**Problem set**
[A] Translate this sentence from the inbreeding thread into Spanish: "it will bring out any recessives that are lurking in the DNA."
[B] Pick up the forum thread on dog inbreeding after its final quoted post and keep it going.

**Passage shown**
+++++

# Inbreeding concerns



## ralphkaz (Apr 23, 2005)

Have been searching for a WGSL pup for a few weeks and came across a 'home' breeder that is our #1 choice right now. Pups where just born. I looked on the pedigree DB and found another litter/pup from the same parents (link below). I'm a bit concerned about the inbreeding coefficients - they seem a bit higher than most other dogs I've looked at but I really have no idea how to interpret these numbers. I know you want less than 10% for sure but what impact does having 4 dogs common on each parents side? 

Any help would be appreciated. Thanks!

Sigal's Bonnie


----------



## Dainerra (Nov 14, 2003)

average inbreeding co-efficient is less than 4 in this breed. I would ask the breeder what they hoped to accomplish in this pairing?

that level of linebreeding can be either good or bad. it will bring out any recessives that are lurking in the DNA. on the plus side, it is a common way to set type in a bloodline.


----------



## ralphkaz (Apr 23, 2005)

Dainerra said:


> average inbreeding co-efficient is less than 4 in this breed. I would ask the breeder what they hoped to accomplish in this pairing?
> 
> that level of linebreeding can be either good or bad. it will bring out any recessives that are lurking in the DNA. on the plus side, it is a common way to set type in a bloodline.

+++++

**Records provided**
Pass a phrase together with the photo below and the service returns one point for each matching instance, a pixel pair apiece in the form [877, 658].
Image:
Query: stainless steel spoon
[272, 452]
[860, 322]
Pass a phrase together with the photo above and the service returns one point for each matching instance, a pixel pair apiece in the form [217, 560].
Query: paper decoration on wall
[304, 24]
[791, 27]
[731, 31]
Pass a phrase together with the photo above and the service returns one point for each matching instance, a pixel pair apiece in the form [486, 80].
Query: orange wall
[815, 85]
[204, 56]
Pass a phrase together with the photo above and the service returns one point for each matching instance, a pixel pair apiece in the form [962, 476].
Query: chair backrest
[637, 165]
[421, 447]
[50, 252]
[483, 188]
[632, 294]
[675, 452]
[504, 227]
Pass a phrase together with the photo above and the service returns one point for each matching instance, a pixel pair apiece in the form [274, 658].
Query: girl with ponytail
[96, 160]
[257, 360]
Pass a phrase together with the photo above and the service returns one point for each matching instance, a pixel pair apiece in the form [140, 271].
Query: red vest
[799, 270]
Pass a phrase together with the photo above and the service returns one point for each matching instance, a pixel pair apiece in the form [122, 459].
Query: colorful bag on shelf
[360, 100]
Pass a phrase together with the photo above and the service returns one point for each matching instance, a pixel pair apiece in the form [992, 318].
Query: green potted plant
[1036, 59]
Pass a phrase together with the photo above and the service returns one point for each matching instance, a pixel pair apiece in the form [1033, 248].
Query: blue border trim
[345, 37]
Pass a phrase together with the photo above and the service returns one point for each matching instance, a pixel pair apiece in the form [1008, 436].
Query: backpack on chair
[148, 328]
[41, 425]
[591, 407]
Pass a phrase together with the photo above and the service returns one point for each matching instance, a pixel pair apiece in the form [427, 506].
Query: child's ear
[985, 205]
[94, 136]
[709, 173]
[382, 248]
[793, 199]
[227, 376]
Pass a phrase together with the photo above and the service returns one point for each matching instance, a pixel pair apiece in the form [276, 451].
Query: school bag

+++++

**Task results**
[A] Sacará a relucir cualquier recesivo que esté acechando en el ADN.

[B]
The breeder only does around 1-2 litters each year. These 2 dogs (parents) are the main dogs they own. In prior litters I believe the female was also bred with a few different males (that they did not own). 

We will be going to look at both the pups and parents this coming weekend. The pups will only be 2 weeks old at that time. If there were any negative recessive genes I imagine they would not be obvious until much later, correct? What should my level of concern be? Should I be looking elsewhere? On the plus side - the 2 males in the lineage with the high coefficients are highly titled dogs...


----------



## selzer (May 7, 2005)

Ask the breeder about the dog that is bred 2-3. What does she like about the dog. What does he produce. What is she hoping to produce with the pairing.


----------



## ralphkaz (Apr 23, 2005)

selzer said:


> Ask the breeder about the dog that is bred 2-3. What does she like about the dog. What does he produce. What is she hoping to produce with the pairing.


OK, will do. Would there be any obvious signs to watch for with the pups (for negative genes coming out)?


----------



## selzer (May 7, 2005)

ralphkaz said:


> OK, will do. Would there be any obvious signs to watch for with the pups (for negative genes coming out)?


German Shepherds are prone to many genetic conditions/diseases. Most are in ALL the lines. So it is hard to completely get away from them. Many are polygenic, where the sire or dam does not need to have the condition to produce the condition. The breed has a lot of health concerns, and not all of them are considered genetic, but probably are, like bloat -- the shape of the torso does play a part, and therefore it is more likely in some lines than others. But some definitely are genetic, and have not been bred out of different lines.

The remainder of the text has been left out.